LEESTEKST –
----
Depressie is een voorbeeld van zo'n continue schaal: er zijn niet maar 4 categorieen van depressie: mensen kunnen volledig 'on-depressief' zijn, en volledig depressief, en van alles daar tussenin. Dat betekent overigens niet dat mensen twee keer zo depressief zijn als ze .4 versus .2 scoren. Dit veronderstelt een ratio-schaal, met een nul-punt, en zo'n nulpunt is lastig te bepalen, als het al bestaat. Neem een schaal voor depressie met 10 vragen op een 10-puntsschaal. Iemand kan dan tussen 10 en 100 scoren. Je kunt van alle scores 10 aftrekken. De laagst mogelijke score is dan 0, maar niet 'echt nul'. Deze 0 is gewoon een getal in een reeks, maar heeft niet de symbolische speciale waarde dat het het ankerpunt is voor vermenigvuldigingen en delingen. (Het is niet voor niets dat de 'ontdekking van nul' een grote wiskundige mijlpaal is.)
----
GEGEVENSUITTREKSEL –
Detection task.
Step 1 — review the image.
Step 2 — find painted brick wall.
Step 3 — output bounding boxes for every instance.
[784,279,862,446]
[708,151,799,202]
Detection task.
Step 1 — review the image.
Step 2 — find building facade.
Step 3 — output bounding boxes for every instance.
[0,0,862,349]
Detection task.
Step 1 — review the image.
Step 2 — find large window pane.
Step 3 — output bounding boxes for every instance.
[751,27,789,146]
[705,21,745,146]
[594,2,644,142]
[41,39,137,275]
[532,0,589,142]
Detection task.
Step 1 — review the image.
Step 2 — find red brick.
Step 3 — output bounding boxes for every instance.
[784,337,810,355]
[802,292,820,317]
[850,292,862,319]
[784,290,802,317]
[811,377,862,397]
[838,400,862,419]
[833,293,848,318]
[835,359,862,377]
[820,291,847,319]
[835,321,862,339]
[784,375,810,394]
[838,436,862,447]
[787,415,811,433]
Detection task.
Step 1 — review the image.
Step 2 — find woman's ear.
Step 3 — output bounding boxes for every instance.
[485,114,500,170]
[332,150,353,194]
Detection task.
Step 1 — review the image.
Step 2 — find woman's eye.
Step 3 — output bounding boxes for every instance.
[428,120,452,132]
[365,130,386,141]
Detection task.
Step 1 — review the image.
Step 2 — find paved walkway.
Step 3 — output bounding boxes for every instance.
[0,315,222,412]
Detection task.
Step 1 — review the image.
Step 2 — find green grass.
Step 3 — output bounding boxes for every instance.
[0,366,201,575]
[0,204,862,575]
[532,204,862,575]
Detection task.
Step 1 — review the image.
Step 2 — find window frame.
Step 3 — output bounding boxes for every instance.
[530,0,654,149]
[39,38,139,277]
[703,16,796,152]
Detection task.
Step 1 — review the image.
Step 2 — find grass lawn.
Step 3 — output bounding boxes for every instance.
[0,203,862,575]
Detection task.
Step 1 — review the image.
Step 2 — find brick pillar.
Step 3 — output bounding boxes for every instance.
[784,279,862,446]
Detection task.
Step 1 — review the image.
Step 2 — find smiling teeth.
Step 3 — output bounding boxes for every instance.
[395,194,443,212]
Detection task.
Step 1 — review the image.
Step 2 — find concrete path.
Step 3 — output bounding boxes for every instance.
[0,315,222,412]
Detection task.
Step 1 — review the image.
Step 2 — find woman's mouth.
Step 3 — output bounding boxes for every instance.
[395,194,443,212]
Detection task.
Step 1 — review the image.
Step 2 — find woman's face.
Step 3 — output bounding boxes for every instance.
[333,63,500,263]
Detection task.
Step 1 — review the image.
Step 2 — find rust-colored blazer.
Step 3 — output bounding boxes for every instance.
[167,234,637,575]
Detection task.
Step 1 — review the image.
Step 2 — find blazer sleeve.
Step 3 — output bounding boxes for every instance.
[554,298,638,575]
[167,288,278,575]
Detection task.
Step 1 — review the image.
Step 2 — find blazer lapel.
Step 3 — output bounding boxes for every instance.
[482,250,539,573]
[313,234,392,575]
----
OPGAVEN –
1/ Leg in één tot drie zinnen uit waarom iemand met een score van .4 volgens de leestekst over depressieschalen niet twee keer zo depressief is als iemand met .2.
2/ Schrijf letterlijk over het deel van de vermeldingen dat begint bij de eerste vermelding en eindigt met de regel die "[0,0,862,349]" bevat, beide grenzen inbegrepen.

ANTWOORDEN OP VOLGORDE –
1/ Zo'n vergelijking veronderstelt een ratio-schaal met een nulpunt. Zo'n nulpunt is bij depressie lastig te bepalen, als het al bestaat.

2/
Detection task.
Step 1 — review the image.
Step 2 — find painted brick wall.
Step 3 — output bounding boxes for every instance.
[784,279,862,446]
[708,151,799,202]
Detection task.
Step 1 — review the image.
Step 2 — find building facade.
Step 3 — output bounding boxes for every instance.
[0,0,862,349]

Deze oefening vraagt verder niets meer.